• _DOCUMENT EXCERPT_:
▼

SECURITIES AND EXCHANGE COMMISSION
WASHINGTON, D.C. 20549
FORM 8-K
CURRENT REPORT
PURSUANT TO SECTION 13 OR 15(d) of the
SECURITIES EXCHANGE ACT OF 1934
Date of Report (Date of earliest event reported): May 29, 2007
BRADLEY PHARMACEUTICALS, INC.
(Exact name of registrant as specified in charter)
Delaware (State or other jurisdiction of incorporation) | | 0-31680 (Commission File Number) | | 22-2581418 (IRS Employer Identification No.) |
383 Route 46 West, Fairfield, New Jersey (Address of principal executive offices) | | | 07004 (Zip Code) |
Registrant’s telephone number, including area code:(973) 882-1505
Not Applicable
(Former name or former address, if changed since last report)
Check the appropriate box below if the Form 8-K filing is intended to simultaneously satisfy the filing obligation of the registrant under any of the following provisions (see General Instruction A.2. below):
|_| | | Written communications pursuant to Rule 425 under the Securities Act (17 CFR 230.425) |
|_| | | Soliciting material pursuant to Rule 14a-12 under the Exchange Act (17 CFR 240.14a-12) |
|_| | | Pre-commencement communications pursuant to Rule 14d-2(b) under the Exchange Act (17 CFR 240.14d-2(b)) |
|_| | | Pre-commencement communications pursuant to Rule 13e-4(c) under the Exchange Act (17 CFR 240.13e-4(c)) |
Item 8.01. Other Events.

▲

• _WORK TO COMPLETE_:
• a. In the Bradley Pharmaceuticals Form 8-K, which state is given as the company's state of incorporation?
• b. Copy the part of the Bradley Pharmaceuticals Form 8-K between "(Exact name of" and "since last report)", inclusive.
• c. Carry on the Bradley Pharmaceuticals Form 8-K from its last line.

• _DATA EXCERPTS_:
▼

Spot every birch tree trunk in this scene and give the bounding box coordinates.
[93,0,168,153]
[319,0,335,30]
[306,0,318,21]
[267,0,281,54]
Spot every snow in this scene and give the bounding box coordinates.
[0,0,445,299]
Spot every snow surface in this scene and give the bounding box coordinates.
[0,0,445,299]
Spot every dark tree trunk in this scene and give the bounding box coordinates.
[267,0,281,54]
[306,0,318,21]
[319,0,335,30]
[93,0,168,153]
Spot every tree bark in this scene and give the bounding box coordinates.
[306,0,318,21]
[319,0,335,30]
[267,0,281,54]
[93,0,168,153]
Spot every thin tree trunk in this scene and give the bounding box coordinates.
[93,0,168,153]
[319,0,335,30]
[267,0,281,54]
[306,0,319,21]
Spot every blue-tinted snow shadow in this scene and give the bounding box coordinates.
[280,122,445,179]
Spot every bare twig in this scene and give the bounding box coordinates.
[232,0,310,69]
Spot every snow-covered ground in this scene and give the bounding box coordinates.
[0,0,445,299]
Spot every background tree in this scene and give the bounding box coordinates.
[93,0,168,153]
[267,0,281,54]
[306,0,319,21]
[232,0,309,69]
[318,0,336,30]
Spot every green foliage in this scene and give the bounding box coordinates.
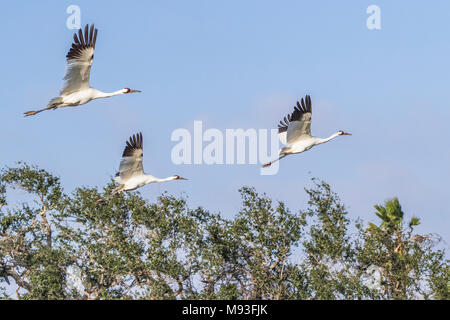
[0,164,450,299]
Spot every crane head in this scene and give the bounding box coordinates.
[122,88,142,94]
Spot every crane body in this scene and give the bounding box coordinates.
[25,25,141,117]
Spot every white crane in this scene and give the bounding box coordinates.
[263,95,351,168]
[97,133,187,202]
[25,25,141,117]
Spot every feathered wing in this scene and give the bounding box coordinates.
[117,133,144,182]
[278,95,312,144]
[60,25,98,96]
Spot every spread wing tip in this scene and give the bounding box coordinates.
[122,132,143,157]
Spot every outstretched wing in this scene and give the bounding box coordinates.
[278,95,312,144]
[118,133,144,181]
[60,25,98,95]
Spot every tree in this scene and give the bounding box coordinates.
[0,163,449,299]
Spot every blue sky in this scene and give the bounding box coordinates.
[0,0,450,242]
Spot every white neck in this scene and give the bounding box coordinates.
[95,89,123,99]
[145,174,176,183]
[317,132,339,144]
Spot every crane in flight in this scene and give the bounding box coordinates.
[25,25,141,117]
[97,133,187,203]
[263,95,351,168]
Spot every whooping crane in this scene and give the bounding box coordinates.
[263,95,351,168]
[25,25,141,116]
[97,133,187,202]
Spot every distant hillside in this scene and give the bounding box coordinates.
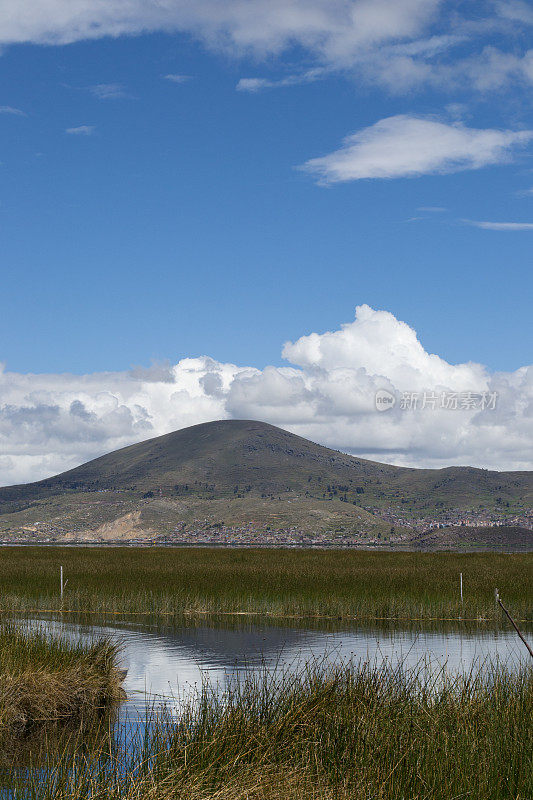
[0,420,533,541]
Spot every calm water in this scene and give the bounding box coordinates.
[27,618,527,719]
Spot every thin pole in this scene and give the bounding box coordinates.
[494,589,533,658]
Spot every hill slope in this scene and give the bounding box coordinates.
[0,420,533,540]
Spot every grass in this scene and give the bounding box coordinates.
[0,547,533,621]
[0,623,123,755]
[10,664,533,800]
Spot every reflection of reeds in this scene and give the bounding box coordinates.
[9,664,533,800]
[0,623,123,753]
[0,547,533,622]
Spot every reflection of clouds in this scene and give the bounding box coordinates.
[26,619,524,718]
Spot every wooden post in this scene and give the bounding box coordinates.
[494,589,533,658]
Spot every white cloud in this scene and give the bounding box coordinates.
[0,0,533,92]
[65,125,96,136]
[0,306,533,484]
[303,114,533,183]
[163,72,191,83]
[464,219,533,231]
[236,67,328,94]
[0,0,442,54]
[89,83,128,100]
[0,106,26,117]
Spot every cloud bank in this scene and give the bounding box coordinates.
[0,0,533,92]
[0,305,533,485]
[303,114,533,183]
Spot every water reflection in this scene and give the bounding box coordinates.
[22,619,525,721]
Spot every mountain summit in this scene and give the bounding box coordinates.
[0,420,533,542]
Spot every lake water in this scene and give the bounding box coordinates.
[23,617,527,720]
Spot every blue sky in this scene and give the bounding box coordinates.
[0,4,533,372]
[0,0,533,480]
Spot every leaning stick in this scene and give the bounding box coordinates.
[494,589,533,658]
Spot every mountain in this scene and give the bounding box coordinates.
[0,420,533,546]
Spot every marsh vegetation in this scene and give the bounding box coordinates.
[8,664,533,800]
[0,547,533,621]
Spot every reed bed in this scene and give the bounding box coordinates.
[0,547,533,621]
[0,622,123,755]
[11,664,533,800]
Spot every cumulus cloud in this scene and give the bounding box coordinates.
[65,125,96,136]
[0,305,533,485]
[303,114,533,183]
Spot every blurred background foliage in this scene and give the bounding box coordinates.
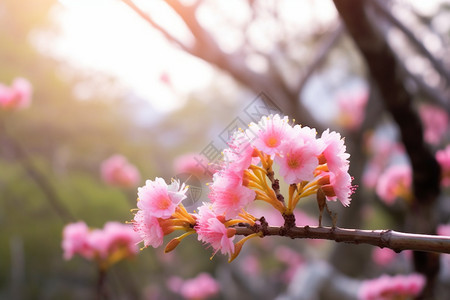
[0,0,450,299]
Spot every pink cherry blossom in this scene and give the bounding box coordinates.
[62,222,139,263]
[137,177,187,219]
[275,125,321,184]
[372,247,397,266]
[195,203,234,255]
[436,145,450,187]
[223,130,255,172]
[180,273,220,300]
[246,114,292,156]
[419,104,448,145]
[100,154,140,187]
[358,274,425,300]
[103,222,139,256]
[320,129,350,173]
[209,171,256,218]
[62,221,93,260]
[376,165,412,204]
[0,77,32,109]
[337,90,369,130]
[133,210,164,248]
[362,134,405,189]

▲

• _ANSWERS IN ORDER_:
• a. Delaware

• b.
(Exact name of registrant as specified in charter)
Delaware (State or other jurisdiction of incorporation) | | 0-31680 (Commission File Number) | | 22-2581418 (IRS Employer Identification No.) |
383 Route 46 West, Fairfield, New Jersey (Address of principal executive offices) | | | 07004 (Zip Code) |
Registrant’s telephone number, including area code:(973) 882-1505
Not Applicable
(Former name or former address, if changed since last report)

• c.
On May 29, 2007, Bradley Pharmaceuticals, Inc. (the “Company”) announced that its board of directors had this day received a proposal from a group of investors led by Daniel Glassman, founder, President and CEO of the Company and the holder of nearly all of the Company’s Class B common stock, to acquire all of the outstanding shares of Bradley common stock and Class B common stock for $21.50 per share in cash. According to the proposal letter, Mr. Glassman intends to reinvest a substantial portion of his equity ownership of the Company through this transaction. The proposal letter also states that Mr. Glassman has received indications of willingness from One Equity Partners LLC to provide the new cash equity and from Credit Suisse Securities (USA) LLC to underwrite the debt financing.
The Company’s board of directors has formed a special committee of independent directors to consider the proposal. The committee will retain independent financial advisors and legal counsel to assist it in its work. The board of directors cautioned that it has only received the proposal and that no decisions have been made by the board of directors with respect to the Company’s response to the proposal. There can be no assurance that any definitive offer will be made, that any agreement will be executed, or that this or any other transaction will be approved or consummated.
A copy of the press release is filed as Exhibit 99.1 to this Form 8-K and incorporated into this Item 8.01 by reference. The press release sets out the text of the proposal letter to the Company’s board of directors.
Item 9.01. Financial Statements and Exhibits.
Number
| Description
|
99.1 | Press Release, dated May 29, 2007 |
SIGNATURES
Pursuant to the requirements of the Securities Exchange Act of 1934, the registrant has duly caused this report to be signed on its behalf by the undersigned hereunto duly authorized.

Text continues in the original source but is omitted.